■ **TASK REQUIREMENTS**
Look below for the line containing "Your task is"; from there, print each line exactly up to and including the line containing "(178, 36), (493, 351)", and stop.

■ **Data extracted from a collection**
****************************************

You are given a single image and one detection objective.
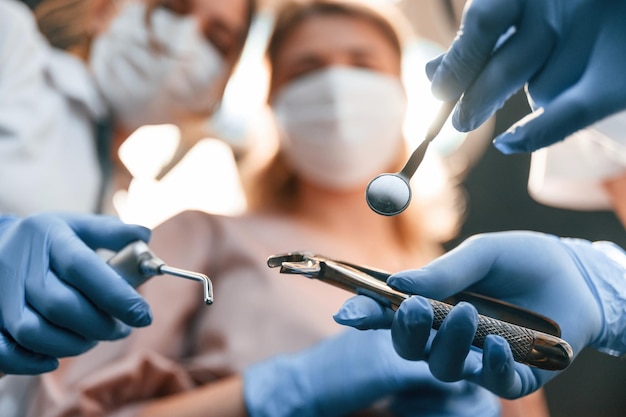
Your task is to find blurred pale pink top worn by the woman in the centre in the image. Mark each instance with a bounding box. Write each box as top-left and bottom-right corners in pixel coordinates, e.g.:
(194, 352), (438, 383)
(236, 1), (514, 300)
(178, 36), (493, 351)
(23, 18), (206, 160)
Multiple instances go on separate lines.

****************************************

■ **ANSWER TO THIS TASK**
Your task is to find blurred pale pink top worn by the woman in the centre in the image. Mark each instance with a bounding box. Write each box as top-left and bottom-right corners in pixel coordinates, e.g.:
(194, 352), (438, 383)
(236, 1), (514, 300)
(178, 36), (493, 351)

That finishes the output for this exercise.